■ INPUT DATA
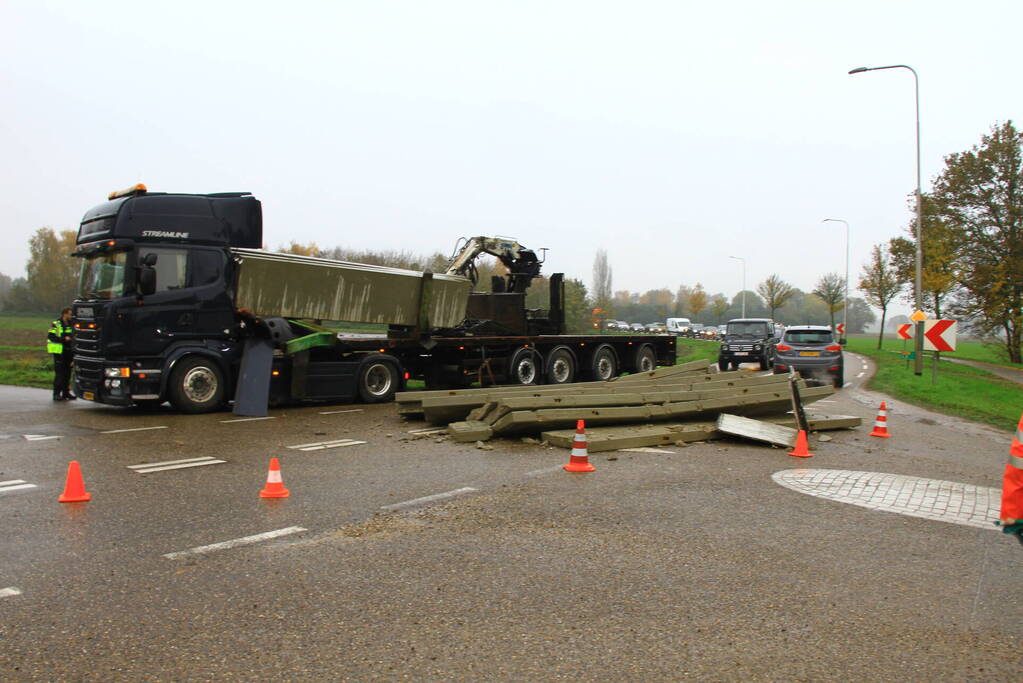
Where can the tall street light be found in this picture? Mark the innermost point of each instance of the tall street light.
(919, 364)
(845, 310)
(744, 281)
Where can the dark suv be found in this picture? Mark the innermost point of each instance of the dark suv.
(747, 340)
(812, 351)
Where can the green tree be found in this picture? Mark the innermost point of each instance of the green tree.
(775, 292)
(718, 306)
(697, 302)
(52, 273)
(880, 283)
(980, 194)
(831, 290)
(941, 243)
(577, 307)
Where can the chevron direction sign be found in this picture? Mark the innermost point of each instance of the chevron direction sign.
(939, 334)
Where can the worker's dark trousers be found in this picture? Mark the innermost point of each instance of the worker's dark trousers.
(61, 375)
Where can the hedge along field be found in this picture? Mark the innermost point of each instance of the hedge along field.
(960, 390)
(24, 360)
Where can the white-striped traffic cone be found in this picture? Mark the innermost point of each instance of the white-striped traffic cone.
(881, 424)
(579, 460)
(274, 484)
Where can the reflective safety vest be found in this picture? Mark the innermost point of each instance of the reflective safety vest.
(1012, 484)
(54, 338)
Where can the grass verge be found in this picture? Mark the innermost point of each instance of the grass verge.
(960, 390)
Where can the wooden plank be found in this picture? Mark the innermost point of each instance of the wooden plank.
(756, 429)
(754, 404)
(465, 431)
(612, 439)
(443, 409)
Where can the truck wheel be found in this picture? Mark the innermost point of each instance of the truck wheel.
(196, 385)
(561, 366)
(377, 381)
(524, 367)
(643, 360)
(604, 364)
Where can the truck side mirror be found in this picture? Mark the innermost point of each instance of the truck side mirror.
(147, 278)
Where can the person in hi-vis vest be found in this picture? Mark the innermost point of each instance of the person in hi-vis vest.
(60, 345)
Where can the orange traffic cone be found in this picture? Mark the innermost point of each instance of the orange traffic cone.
(579, 461)
(881, 424)
(274, 485)
(802, 450)
(74, 486)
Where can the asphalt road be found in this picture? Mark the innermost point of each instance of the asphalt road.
(687, 563)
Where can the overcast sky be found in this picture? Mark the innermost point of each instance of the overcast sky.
(672, 134)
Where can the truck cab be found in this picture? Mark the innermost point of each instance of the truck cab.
(747, 340)
(156, 286)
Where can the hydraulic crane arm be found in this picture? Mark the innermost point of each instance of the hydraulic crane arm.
(522, 263)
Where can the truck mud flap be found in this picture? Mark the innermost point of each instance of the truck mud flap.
(253, 392)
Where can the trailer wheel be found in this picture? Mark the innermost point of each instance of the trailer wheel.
(524, 367)
(604, 363)
(377, 381)
(561, 367)
(645, 359)
(196, 385)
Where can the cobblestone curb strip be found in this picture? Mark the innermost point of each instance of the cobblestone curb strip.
(931, 499)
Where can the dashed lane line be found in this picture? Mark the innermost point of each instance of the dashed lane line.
(164, 426)
(428, 499)
(14, 485)
(321, 445)
(224, 545)
(147, 467)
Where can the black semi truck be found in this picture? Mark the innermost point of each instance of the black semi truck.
(178, 303)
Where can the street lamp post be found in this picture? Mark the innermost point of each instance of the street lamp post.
(919, 364)
(744, 281)
(845, 308)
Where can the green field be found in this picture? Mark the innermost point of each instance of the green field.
(968, 351)
(24, 360)
(960, 390)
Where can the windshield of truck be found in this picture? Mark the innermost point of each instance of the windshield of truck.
(171, 266)
(751, 329)
(809, 336)
(102, 276)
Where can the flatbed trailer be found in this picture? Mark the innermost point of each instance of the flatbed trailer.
(178, 304)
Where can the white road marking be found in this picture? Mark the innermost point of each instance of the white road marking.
(426, 431)
(147, 467)
(14, 485)
(428, 499)
(648, 450)
(320, 445)
(134, 429)
(224, 545)
(545, 470)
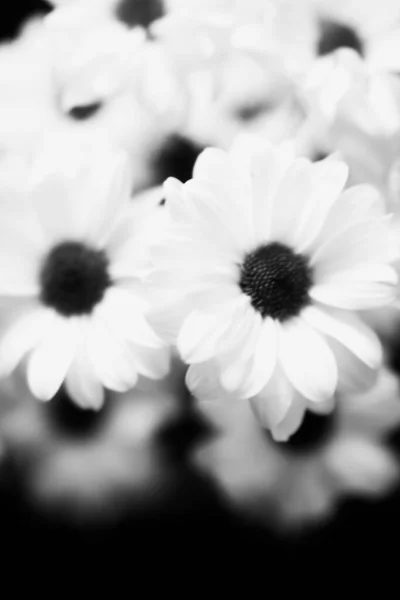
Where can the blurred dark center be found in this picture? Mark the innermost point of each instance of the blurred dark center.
(312, 434)
(71, 420)
(81, 113)
(175, 158)
(139, 12)
(277, 280)
(74, 278)
(337, 35)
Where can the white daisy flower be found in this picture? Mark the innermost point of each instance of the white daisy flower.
(135, 120)
(357, 113)
(266, 263)
(302, 481)
(96, 57)
(73, 262)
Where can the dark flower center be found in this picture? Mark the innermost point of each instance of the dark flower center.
(71, 420)
(312, 433)
(277, 280)
(175, 158)
(337, 35)
(81, 113)
(74, 278)
(139, 12)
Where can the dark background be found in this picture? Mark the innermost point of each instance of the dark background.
(191, 542)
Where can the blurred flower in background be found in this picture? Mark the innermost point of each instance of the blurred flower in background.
(245, 212)
(88, 465)
(256, 297)
(301, 481)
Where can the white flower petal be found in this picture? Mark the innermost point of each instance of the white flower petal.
(112, 359)
(357, 204)
(267, 169)
(23, 335)
(353, 296)
(328, 180)
(291, 422)
(53, 201)
(272, 404)
(265, 357)
(20, 254)
(202, 380)
(307, 361)
(358, 244)
(122, 311)
(200, 333)
(349, 330)
(82, 385)
(152, 363)
(50, 360)
(110, 192)
(290, 200)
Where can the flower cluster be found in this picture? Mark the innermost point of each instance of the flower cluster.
(217, 182)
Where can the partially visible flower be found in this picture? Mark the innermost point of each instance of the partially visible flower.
(265, 264)
(95, 57)
(74, 257)
(301, 481)
(372, 29)
(134, 118)
(88, 465)
(354, 102)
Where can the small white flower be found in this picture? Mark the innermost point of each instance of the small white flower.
(92, 60)
(328, 458)
(266, 262)
(73, 258)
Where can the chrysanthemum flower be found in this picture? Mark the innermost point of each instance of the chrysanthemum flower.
(73, 262)
(329, 457)
(267, 262)
(96, 57)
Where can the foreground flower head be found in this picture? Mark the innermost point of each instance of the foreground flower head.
(330, 457)
(267, 261)
(74, 255)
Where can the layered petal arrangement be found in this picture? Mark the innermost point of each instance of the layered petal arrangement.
(268, 259)
(216, 183)
(74, 261)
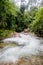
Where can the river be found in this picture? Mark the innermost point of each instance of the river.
(27, 45)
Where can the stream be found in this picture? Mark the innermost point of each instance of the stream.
(27, 45)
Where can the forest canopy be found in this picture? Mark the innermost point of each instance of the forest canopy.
(13, 18)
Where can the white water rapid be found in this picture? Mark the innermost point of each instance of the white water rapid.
(29, 45)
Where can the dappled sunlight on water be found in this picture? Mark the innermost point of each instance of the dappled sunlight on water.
(28, 46)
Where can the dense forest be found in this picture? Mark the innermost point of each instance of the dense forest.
(17, 19)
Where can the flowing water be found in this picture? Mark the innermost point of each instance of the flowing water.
(28, 45)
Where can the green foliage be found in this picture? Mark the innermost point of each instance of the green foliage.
(37, 24)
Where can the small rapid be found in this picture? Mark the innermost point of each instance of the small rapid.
(29, 46)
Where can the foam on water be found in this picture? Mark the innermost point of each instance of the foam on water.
(32, 46)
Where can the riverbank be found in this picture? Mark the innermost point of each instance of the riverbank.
(11, 33)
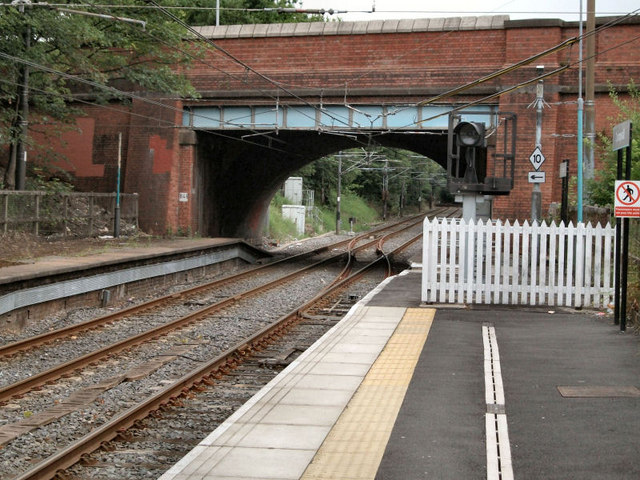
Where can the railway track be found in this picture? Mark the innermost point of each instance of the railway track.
(334, 304)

■ EXERCISE DESCRIPTION
Change every occurrence of "innermost point" to "central point" throughout the entries above, leaving everything else unchanged. Reproduce the revised entries without the pictures.

■ RESULT OF THE EXERCISE
Where can the tall street light be found in this picture? Mark the central point of each instance of the tall street light.
(919, 364)
(845, 310)
(744, 281)
Where can the dark suv be found in this picture? Mark the central point of each instance of the dark suv.
(747, 340)
(812, 351)
Where can the green tree be found in this picture? Mark the central point of each instance of the green tree.
(775, 292)
(718, 306)
(697, 302)
(52, 273)
(880, 283)
(980, 194)
(831, 290)
(941, 243)
(577, 307)
Where can the chevron direction sign be found in this picture? Mark the central point of each instance of the chevron direction sign.
(939, 334)
Where can the worker's dark trousers be found in this picture? Mark the central point of each instance of the worker's dark trousers.
(61, 375)
Where can the hedge along field be found in this picture? Mark the central point of each instance of the hedge along field.
(960, 390)
(24, 360)
Where can the white-striped traffic cone be found in this picture? Mark the central point of each instance of the white-striped traffic cone.
(881, 424)
(579, 460)
(274, 484)
Where can the reflective safety vest be found in this picture? Mark the central point of each instance of the reflective safety vest.
(1012, 484)
(54, 338)
Where can the grass verge be found in this picture? Mark the central point of each instance of the grass verge.
(960, 390)
Where can the wooden plank be found in this picture? Mark the central point of each instance of the wooden plank.
(756, 429)
(754, 404)
(465, 431)
(612, 439)
(443, 409)
Where can the truck wheel be found in this picture? Mark the central point of each instance of the truck wheel.
(196, 385)
(561, 366)
(377, 381)
(524, 367)
(643, 360)
(604, 364)
Where can the truck side mirror be found in this picture? Mark the central point of each instance of the truck side mirror.
(147, 278)
Where can the person in hi-vis vest be found in this picture? Mark the central point of each instance of the person in hi-vis vest.
(60, 345)
Where can the orange traffic cone be found in this picture? Mark the central point of each instance of the orange traffic cone.
(579, 461)
(881, 424)
(274, 485)
(802, 450)
(74, 486)
Where can the asphalt road be found in this picture? Mark the central point of each instance of the asphalt road.
(687, 563)
Where can the overcast sky be found in this picture? Mark the central point of each instance of the overcast sky.
(672, 134)
Where can the truck cab be found in this picture? Mark the central point of each instance of the truck cab.
(747, 340)
(156, 286)
Where can the hydraulic crane arm be found in this picture? Mark the central point of each instance of the hydraulic crane arm.
(522, 263)
Where can the truck mud flap be found in this picture? Mark the central point of each instance of the truck mud flap.
(253, 392)
Where can the trailer wheel be found in this picture? Mark the central point of each instance of the trailer wheel.
(524, 367)
(604, 363)
(377, 381)
(561, 367)
(645, 359)
(196, 385)
Where can the cobblestone curb strip be found in this picture? Mark the central point of each instance of the cobblestone curb strip.
(931, 499)
Where can the dashed lane line be found in this picture? Mark the central point of each instance of the dashed lane line.
(164, 426)
(428, 499)
(14, 485)
(321, 445)
(224, 545)
(147, 467)
Where can the black semi truck be found in this picture? Mark the central point of each instance of the black semi truck.
(178, 303)
Where can the street lamp post be found in this picture? Mark the central point of each instance of the street lamp post.
(919, 364)
(744, 281)
(845, 308)
Where can the green field be found in this picture? Mark the central point of each instance of the green field.
(968, 351)
(24, 360)
(960, 390)
Where can the windshield of truck be found in this picture? Mark the central point of each instance of the windshield of truck.
(171, 266)
(751, 329)
(809, 336)
(102, 276)
Where can the flatbed trailer be found in this picture? Mark the central point of each instance of the flatbed trailer.
(178, 304)
Where can the white road marking be found in this picture? Mark the central point of each instance of the white road marking.
(426, 431)
(147, 467)
(14, 485)
(428, 499)
(648, 450)
(320, 445)
(134, 429)
(224, 545)
(545, 470)
Where can the blurred dark center be found in this picture? Mark the central point of each instance of the blurred dark center.
(312, 434)
(71, 420)
(81, 113)
(175, 158)
(139, 12)
(277, 280)
(74, 278)
(337, 35)
Where can the white daisy flower be found in this picture? Mark the central point of each instance of the white daisy flower.
(135, 120)
(357, 113)
(266, 263)
(302, 481)
(96, 57)
(73, 262)
Where can the dark flower center be found in this picture? Mark the central point of each instance of the dark flower center.
(71, 420)
(312, 433)
(277, 280)
(175, 158)
(337, 35)
(81, 113)
(74, 278)
(139, 12)
Where can the dark background be found in this picture? Mark the central point of each instance of the dark background.
(191, 542)
Where can the blurred flower in background be found in this picture? Mark the central point of each instance of the blurred flower in background.
(245, 212)
(88, 465)
(256, 297)
(301, 481)
Where can the white flower petal be found in this picture? Mark the central point of each instance of the white flower petal.
(112, 359)
(357, 204)
(267, 169)
(23, 335)
(353, 296)
(328, 180)
(291, 422)
(53, 201)
(272, 404)
(265, 357)
(20, 254)
(202, 380)
(307, 361)
(358, 244)
(122, 311)
(200, 333)
(349, 330)
(82, 385)
(152, 363)
(50, 360)
(110, 192)
(290, 200)
Where can the flower cluster be found in this picture? Mark the central point of each instance of the flower cluster.
(217, 182)
Where can the partially visible flower be found in this picture? Mark the central point of each instance of the partially visible flower.
(265, 264)
(95, 57)
(74, 257)
(301, 481)
(372, 29)
(134, 118)
(88, 465)
(354, 102)
Where can the small white flower be found in this picture? Mark the central point of each instance of the small white flower.
(92, 60)
(328, 458)
(266, 262)
(73, 258)
Where can the chrysanthemum flower be found in this picture? Mark the central point of each instance of the chrysanthemum flower.
(73, 262)
(329, 457)
(267, 262)
(96, 57)
Where can the foreground flower head be found in this picture? Mark the central point of each instance of the foreground flower head.
(330, 457)
(267, 261)
(74, 255)
Where can the layered petal arrangement be found in this picture? Mark the central point of each instance of the layered petal arrangement.
(268, 259)
(216, 183)
(74, 261)
Where can the river be found in this picture? Mark the central point of each instance of the river.
(27, 45)
Where can the stream be found in this picture? Mark the central point of each instance of the stream.
(27, 45)
Where can the forest canopy be found in this picture? Mark the central point of each instance of the forest canopy.
(13, 18)
Where can the white water rapid be found in this picture? Mark the central point of each instance of the white water rapid.
(29, 45)
Where can the dappled sunlight on water be found in this picture? Mark the central point of each instance of the dappled sunlight on water.
(28, 46)
Where can the dense forest be found in this picture? Mark the central point of each instance of the dense forest.
(17, 19)
Where can the flowing water be found in this picture? Mark the central point of each instance of the flowing water.
(28, 45)
Where can the green foliage be found in this picture? Mark the central point of each instance of the green foliage.
(37, 24)
Where can the small rapid be found in this picture? Mark the central point of each instance of the small rapid.
(29, 46)
Where can the foam on water be found in this picture? Mark the central point of each instance of the foam on water.
(32, 46)
Where can the riverbank be found in this picture? Mark the central point of each instance of the riverbank.
(11, 33)
Where can the railway track be found in this picture? Mark the central point of each instance of the railway track.
(334, 304)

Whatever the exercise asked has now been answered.